Teks Acuan ->
* * * * * * *
Jakarta, aktual.com – Lembaga swadaya masyarakat Yayasan Madani Berkelanjutan menemukan kebakaran lahan dan hutan (karhutla) berulang dari korporasi yang sama sejak 2015 hingga sekarang di Riau, dan mengklaim tidak ada program restorasi dari korporasi tersebut.

Dari 737 titik panas yang ditemukan di Riau periode Januari-Maret 2019, ada sebanyak 197 titik panas ditemukan di wilayah delapan perusahaan hutan tanaman industri (HTI). Dari 197 titik panas itu, 99 persen atau 195 titik panas berada di lahan gambut, yang terbesar terdapat di wilayah perusahaan SRL.

“Rata-rata itu ada yang terbakar dua tahun, ada yang sepanjang tahun. Ada dua perusahaan di HTI, HGU yang setiap tahun terbakar,” ujar Direktur Eksekutif Yayasan Madani Berkelanjutan Teguh Surya dalam konferensi pers, Jakarta, Selasa (2/7).
* * * * * * *
Item Tersedia ->
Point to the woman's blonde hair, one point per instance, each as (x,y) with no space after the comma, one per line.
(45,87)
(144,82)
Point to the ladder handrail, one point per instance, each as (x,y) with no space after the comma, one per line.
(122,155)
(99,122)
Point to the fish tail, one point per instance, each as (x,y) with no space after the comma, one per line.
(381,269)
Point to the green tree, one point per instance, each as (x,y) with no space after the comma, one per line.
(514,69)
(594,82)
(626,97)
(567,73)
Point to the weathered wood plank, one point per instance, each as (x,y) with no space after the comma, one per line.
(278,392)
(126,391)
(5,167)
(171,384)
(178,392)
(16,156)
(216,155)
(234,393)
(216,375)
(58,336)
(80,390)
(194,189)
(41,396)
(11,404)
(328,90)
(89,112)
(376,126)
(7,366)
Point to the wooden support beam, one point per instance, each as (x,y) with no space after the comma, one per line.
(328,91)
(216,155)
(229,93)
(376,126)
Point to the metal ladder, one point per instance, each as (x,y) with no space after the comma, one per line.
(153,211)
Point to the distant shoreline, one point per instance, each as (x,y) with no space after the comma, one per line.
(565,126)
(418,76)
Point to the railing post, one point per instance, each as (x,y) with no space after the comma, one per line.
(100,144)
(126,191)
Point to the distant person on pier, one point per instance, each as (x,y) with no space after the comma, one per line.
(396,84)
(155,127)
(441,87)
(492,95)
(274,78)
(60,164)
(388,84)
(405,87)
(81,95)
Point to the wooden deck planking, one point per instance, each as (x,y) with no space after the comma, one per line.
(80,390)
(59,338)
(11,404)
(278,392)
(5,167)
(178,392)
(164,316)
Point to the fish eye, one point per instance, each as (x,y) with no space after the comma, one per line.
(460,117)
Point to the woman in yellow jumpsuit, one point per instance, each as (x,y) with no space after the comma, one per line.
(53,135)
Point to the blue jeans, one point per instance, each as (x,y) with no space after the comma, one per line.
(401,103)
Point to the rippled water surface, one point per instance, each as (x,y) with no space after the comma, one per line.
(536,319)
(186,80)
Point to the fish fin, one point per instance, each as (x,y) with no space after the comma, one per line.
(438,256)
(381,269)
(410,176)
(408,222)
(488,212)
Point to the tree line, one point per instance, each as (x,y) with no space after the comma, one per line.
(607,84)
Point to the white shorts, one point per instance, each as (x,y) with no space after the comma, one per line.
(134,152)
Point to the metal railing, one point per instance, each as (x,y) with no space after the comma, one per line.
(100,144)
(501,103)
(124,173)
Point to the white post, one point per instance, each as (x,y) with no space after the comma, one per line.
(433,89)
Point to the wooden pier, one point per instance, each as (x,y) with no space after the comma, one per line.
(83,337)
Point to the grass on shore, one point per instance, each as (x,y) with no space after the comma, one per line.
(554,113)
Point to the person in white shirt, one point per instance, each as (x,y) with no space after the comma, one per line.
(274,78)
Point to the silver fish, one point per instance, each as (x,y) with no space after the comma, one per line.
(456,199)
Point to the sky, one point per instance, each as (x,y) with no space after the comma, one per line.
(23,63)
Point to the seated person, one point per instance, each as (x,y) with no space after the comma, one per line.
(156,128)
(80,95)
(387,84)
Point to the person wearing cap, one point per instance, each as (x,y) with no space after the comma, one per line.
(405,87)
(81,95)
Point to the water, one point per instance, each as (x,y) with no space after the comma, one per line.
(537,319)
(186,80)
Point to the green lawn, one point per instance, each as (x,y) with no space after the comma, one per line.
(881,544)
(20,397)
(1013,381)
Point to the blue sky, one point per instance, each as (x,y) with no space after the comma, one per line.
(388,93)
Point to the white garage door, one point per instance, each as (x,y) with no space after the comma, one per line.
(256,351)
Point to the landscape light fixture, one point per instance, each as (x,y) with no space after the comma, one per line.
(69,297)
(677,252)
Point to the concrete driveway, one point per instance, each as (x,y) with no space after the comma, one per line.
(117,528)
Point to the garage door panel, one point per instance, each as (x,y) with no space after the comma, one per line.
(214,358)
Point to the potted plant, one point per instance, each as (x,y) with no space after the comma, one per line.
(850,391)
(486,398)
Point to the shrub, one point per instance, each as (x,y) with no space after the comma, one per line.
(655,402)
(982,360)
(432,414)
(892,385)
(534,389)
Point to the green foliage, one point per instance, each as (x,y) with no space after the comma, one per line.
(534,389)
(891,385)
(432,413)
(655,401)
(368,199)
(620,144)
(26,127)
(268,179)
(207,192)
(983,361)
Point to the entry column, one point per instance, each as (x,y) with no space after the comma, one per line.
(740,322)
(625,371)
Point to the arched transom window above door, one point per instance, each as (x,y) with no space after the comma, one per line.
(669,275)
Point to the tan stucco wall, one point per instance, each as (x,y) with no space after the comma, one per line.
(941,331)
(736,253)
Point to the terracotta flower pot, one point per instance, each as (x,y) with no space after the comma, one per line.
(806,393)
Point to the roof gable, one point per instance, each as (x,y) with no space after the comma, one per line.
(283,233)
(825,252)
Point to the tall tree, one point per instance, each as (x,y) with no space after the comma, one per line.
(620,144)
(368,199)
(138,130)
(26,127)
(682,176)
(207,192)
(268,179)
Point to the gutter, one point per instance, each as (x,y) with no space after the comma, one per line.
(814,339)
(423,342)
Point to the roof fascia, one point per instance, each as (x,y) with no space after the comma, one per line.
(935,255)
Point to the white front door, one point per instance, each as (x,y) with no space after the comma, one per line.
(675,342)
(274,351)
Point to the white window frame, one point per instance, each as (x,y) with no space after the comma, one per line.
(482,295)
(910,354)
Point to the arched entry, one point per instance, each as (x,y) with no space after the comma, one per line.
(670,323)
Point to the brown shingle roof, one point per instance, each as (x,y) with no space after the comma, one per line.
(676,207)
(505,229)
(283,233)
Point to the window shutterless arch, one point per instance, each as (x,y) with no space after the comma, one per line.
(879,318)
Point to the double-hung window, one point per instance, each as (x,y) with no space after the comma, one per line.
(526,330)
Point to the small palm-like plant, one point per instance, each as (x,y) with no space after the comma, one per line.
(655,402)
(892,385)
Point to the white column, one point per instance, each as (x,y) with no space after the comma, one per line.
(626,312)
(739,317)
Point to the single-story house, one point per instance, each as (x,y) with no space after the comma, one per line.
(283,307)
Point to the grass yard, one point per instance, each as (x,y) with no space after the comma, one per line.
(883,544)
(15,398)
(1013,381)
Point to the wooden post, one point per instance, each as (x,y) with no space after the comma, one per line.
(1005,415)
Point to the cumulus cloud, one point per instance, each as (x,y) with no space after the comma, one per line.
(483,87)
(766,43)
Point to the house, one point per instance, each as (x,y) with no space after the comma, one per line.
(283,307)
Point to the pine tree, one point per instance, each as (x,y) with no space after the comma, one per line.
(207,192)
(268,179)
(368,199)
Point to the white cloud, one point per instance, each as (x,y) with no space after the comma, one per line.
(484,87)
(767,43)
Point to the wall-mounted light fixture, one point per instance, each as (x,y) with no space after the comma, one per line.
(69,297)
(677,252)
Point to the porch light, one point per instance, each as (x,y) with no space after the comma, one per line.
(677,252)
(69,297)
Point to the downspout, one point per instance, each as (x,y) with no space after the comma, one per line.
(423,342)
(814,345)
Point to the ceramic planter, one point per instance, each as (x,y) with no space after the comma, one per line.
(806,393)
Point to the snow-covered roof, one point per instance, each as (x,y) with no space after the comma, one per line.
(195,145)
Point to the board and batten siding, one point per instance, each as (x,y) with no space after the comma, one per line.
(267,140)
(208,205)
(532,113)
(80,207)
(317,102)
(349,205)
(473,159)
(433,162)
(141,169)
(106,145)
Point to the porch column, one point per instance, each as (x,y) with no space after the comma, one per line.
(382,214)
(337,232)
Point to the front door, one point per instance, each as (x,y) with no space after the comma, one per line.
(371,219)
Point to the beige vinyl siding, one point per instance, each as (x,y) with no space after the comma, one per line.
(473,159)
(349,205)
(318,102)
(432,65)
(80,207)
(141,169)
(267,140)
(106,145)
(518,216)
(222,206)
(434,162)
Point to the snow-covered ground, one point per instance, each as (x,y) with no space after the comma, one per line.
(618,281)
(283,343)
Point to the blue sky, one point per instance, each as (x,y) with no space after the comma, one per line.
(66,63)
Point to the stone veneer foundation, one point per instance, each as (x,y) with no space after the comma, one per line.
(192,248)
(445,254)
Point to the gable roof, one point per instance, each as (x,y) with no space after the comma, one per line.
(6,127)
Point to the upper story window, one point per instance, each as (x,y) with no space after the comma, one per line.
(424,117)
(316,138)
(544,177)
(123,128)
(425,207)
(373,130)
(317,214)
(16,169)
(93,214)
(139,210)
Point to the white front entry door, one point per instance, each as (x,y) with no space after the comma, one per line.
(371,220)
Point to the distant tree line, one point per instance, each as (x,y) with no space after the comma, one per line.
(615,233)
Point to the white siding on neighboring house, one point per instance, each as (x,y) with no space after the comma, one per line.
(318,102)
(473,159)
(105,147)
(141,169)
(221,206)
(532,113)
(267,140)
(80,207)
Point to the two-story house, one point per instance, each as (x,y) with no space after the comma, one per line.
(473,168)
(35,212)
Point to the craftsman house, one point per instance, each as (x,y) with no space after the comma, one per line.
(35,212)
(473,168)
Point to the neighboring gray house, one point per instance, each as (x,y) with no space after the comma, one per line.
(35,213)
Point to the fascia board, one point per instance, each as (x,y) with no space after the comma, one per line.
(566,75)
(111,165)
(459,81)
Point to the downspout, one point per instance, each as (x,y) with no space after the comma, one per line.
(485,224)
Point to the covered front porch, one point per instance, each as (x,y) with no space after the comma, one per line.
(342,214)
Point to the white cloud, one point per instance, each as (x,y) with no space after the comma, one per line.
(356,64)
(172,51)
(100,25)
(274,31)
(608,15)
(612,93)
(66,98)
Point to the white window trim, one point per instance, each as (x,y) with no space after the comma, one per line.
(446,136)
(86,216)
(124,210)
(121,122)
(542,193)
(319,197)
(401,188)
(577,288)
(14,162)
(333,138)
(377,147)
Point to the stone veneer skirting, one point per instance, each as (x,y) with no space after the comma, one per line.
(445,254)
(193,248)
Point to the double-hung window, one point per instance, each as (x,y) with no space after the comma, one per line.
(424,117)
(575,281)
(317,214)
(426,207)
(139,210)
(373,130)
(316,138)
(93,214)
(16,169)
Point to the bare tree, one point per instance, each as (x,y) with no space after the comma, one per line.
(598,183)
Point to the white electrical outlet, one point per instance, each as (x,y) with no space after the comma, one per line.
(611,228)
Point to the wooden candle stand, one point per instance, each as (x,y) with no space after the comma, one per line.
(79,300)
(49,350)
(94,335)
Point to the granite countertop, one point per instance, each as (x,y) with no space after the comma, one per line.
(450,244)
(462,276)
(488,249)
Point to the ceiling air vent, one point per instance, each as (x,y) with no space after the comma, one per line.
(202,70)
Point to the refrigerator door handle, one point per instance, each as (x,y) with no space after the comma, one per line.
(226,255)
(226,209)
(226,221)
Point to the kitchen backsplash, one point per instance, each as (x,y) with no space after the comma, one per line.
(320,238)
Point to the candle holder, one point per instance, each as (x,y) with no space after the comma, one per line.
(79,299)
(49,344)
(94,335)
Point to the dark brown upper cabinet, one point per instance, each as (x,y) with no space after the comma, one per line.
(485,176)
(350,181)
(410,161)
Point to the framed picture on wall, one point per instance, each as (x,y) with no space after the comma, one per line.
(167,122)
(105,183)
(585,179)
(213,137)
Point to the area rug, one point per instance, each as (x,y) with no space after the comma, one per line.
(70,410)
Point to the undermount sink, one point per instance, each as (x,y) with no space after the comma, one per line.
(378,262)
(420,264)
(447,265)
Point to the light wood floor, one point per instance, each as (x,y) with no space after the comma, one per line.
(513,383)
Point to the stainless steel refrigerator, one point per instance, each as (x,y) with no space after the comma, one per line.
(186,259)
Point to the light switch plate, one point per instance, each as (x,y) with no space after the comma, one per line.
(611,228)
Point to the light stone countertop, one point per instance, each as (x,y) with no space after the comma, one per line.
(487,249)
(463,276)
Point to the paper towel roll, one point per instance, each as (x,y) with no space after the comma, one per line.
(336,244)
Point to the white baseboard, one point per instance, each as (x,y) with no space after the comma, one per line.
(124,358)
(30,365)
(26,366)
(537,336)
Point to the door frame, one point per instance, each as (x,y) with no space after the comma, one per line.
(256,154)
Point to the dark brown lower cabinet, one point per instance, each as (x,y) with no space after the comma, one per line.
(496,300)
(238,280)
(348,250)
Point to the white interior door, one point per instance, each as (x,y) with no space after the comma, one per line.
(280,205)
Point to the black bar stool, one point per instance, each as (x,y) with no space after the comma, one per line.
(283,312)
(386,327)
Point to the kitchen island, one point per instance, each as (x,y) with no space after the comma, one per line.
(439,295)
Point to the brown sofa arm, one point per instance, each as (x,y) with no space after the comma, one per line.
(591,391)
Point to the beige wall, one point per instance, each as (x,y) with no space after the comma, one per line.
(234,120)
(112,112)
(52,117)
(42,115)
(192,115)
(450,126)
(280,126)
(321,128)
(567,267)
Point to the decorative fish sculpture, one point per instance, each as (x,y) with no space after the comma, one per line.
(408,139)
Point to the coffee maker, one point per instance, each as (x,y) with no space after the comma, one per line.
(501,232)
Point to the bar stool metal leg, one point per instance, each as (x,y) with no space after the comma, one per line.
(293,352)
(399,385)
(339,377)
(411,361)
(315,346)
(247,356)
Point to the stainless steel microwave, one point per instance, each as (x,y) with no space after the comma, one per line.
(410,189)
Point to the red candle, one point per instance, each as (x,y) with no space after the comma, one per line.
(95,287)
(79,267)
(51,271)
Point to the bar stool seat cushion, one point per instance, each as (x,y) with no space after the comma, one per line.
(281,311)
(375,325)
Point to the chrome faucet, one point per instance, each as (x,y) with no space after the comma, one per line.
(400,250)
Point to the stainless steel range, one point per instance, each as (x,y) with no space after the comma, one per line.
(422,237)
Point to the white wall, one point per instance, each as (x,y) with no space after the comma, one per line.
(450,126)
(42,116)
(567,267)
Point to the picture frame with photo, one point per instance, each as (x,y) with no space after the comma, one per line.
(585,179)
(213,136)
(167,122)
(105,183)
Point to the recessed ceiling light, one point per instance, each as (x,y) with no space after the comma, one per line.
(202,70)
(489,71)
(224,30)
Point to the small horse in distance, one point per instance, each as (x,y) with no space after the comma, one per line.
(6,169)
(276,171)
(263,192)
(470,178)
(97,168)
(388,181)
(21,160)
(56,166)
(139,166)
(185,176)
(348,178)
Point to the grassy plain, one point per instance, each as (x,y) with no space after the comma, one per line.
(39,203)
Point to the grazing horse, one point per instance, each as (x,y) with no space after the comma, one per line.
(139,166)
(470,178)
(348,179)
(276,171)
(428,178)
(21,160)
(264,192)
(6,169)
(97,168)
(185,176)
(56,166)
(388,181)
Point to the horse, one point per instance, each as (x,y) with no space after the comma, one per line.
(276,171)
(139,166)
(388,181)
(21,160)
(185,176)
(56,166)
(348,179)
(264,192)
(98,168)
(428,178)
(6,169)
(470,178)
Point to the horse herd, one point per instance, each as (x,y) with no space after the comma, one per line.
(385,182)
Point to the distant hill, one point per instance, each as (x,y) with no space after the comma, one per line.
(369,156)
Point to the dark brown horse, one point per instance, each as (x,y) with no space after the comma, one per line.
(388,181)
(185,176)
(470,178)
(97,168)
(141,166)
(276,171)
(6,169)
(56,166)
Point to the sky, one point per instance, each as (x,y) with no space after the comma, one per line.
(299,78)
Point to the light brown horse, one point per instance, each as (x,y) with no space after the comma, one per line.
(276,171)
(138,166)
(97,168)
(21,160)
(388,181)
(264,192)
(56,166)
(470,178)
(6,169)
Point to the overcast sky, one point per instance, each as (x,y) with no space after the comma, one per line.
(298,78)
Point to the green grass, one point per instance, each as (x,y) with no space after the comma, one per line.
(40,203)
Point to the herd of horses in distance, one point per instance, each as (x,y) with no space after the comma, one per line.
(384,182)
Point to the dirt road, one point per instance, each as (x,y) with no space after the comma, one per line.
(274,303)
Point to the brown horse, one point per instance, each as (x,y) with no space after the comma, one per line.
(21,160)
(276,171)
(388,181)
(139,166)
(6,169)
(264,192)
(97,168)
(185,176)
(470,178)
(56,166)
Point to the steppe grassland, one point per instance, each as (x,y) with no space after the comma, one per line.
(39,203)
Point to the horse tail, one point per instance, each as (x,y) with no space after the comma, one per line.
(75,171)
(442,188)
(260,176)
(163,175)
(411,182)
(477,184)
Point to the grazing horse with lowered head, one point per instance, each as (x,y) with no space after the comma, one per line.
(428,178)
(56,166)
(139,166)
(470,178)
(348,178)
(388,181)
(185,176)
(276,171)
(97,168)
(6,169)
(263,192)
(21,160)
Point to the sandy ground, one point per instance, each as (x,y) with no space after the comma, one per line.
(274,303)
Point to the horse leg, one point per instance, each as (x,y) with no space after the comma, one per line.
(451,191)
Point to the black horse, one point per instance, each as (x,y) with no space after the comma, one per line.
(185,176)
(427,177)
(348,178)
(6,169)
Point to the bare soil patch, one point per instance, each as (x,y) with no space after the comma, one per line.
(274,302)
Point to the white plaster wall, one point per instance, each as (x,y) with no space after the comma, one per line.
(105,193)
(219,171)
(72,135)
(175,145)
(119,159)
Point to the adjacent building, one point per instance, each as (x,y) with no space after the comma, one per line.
* * * * * * *
Tujuan Tugas ->
1. Menurut berita tentang karhutla di Riau, berapa titik panas yang ditemukan di wilayah delapan perusahaan hutan tanaman industri pada periode Januari–Maret 2019?
2. Lanjutkan berita tentang karhutla di Riau itu mulai dari kalimat terakhirnya.

Jawaban ->
1. 197 titik panas.

2.
“Semua terbakar dan tidak ada satu program restorasi di situ, sementara pemerintah Joko Widodo dengan jelas (memerintahkan) harus ada penegakan hukum,” kata Teguh.

Jumlah kejadian titik panas pada area konsesi hak guna usaha (HGU) adalah sebanyak 119 titik, dengan jumlah titik terbanyak terdapat pada konsesi milik perusaaan PT SSS dengan 38 titik panas dan PT SDA dengan 24 titik panas.

Guru Besar Fakultas Kehutanan Institut Pertanian Bogor Prof. Bambang Hero mengatakan pentingnya memastikan korporasi benar-benar telah melakukan upaya restorasi gambut dengan mengikuti standar yang ada, yang menjadi kunci untuk mengawal agar target penurunan emisi 29 persen pada 2030 tercapai.

“Jika wilayah konsesi sudah dinyatakan masuk wilayah prioritas restorasi, seharusnya pada tahun keempat konsesinya sudah direstorasi. Kenyataannya, wilayah konsesi masih menjadi biang kerok. Ini harus segera dicari penyelesaiannya,” ujarnya.

Dalam memastikan kepatuhan korporasi, Badan Restorasi Gambut (BRG) dan Kementerian Lingkungan Hidup dan Kehutanan seharusnya bersinergi seperti kepingan “puzzle” yang saling melengkapi..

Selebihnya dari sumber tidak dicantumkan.